▶ [SOURCE DOCUMENT]:
============================================================

Keep a headache diary
If your child has been having headaches, it is very important and helpful to keep a headache diary. Note when the headache began, how long it lasted, what helped the headache get better (sleep or Tylenol, for instance), what the headache felt like (pounding or a tightness, for instance), and if there were any other symptoms like nausea, vomiting, or a sensitivity to light or sound. There are a lot of apps that teenagers can use to keep track of their headaches on their phones. (But be careful because too much screen time can also trigger a headache.)
Preventable causes of headache
Common causes of headaches include dehydration, not getting enough sleep, skipping meals, stress, too much screen time, and needing glasses. So make sure your child is drinking enough water, going to sleep at a reasonable time, and wearing glasses if they have them. Using stress-relieving practices can also help headaches.

============================================================

▶ [PROBLEM SET]:
1) Quote the passage on children's headaches word for word, from "Preventable causes of" up to and including "also help headaches.".
2) Pick up the passage on children's headaches right after its final sentence and keep writing.

▶ [GIVEN INFORMATION]:
============================================================

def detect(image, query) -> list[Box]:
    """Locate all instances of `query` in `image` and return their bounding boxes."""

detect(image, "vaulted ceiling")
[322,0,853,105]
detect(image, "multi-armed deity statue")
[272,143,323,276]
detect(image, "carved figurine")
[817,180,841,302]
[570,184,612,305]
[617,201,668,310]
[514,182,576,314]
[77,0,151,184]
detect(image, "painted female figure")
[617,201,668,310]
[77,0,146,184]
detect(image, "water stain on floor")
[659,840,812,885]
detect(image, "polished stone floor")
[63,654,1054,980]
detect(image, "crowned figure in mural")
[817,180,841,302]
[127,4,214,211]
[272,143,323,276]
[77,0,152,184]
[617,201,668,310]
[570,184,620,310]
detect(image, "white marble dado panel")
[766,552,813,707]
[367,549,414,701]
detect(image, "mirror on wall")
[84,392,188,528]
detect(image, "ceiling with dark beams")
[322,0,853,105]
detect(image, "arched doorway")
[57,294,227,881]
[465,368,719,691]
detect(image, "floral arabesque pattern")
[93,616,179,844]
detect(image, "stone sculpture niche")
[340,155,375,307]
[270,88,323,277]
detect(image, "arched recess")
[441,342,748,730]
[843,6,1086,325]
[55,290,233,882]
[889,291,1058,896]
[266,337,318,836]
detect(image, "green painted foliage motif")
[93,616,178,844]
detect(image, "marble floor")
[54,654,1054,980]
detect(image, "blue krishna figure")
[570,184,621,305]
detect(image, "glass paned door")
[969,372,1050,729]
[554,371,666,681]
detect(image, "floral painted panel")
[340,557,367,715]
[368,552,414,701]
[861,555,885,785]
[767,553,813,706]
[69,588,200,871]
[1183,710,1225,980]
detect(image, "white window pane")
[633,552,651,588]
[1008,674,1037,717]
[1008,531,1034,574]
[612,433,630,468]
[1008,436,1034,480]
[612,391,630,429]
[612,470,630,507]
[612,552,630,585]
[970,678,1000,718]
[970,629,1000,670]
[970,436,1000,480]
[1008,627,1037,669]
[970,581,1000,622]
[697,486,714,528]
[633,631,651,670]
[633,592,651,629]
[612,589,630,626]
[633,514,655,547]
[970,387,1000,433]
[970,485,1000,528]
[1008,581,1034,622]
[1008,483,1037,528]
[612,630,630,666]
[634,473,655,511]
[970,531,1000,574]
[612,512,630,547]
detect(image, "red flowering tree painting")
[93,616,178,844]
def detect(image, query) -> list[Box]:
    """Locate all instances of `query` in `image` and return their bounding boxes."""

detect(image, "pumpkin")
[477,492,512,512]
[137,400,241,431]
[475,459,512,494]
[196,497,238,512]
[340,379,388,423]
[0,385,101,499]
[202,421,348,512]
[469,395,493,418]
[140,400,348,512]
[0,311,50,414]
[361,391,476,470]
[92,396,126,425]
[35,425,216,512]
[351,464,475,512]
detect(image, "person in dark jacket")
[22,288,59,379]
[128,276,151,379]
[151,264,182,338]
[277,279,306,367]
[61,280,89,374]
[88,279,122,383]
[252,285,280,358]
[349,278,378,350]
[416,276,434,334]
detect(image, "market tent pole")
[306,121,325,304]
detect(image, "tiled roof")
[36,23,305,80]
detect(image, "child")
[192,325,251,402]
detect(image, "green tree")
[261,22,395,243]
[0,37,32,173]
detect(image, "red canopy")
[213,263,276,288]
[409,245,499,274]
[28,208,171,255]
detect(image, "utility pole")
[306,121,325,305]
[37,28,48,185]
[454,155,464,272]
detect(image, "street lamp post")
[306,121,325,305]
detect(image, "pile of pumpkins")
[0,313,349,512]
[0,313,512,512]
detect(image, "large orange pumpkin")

============================================================

▶ [ANSWERS FOR THIS EXERCISE]:
1)
Preventable causes of headache
Common causes of headaches include dehydration, not getting enough sleep, skipping meals, stress, too much screen time, and needing glasses. So make sure your child is drinking enough water, going to sleep at a reasonable time, and wearing glasses if they have them. Using stress-relieving practices can also help headaches.

2)
Treating a headache
Often, kids and adults will try to "work through" the pain and will only take medicine once the headache gets very bad, but this makes the headache harder to treat. Instead, give your child acetaminophen or ibuprofen at the start of the headache. But remember not to give medicine more than 3 days per week for headache because that could actually cause a new type of headache called rebound headache. Do not give aspirin to children.
Come see your pediatrician if…
- This headache is "the worst headache of their life."
- They also have a fever, neck pain or stiffness, vomiting, changes in vision or double vision, weakness, numbness, balance problems, or difficulty speaking or understanding.
- You think your child is acting "out of it" or is difficult to arouse.
- Your child recently hit their head and then developed the headache.
- Your child has had a headache for a while and it is getting in the way of their daily activities. Remember to bring in their headache diary!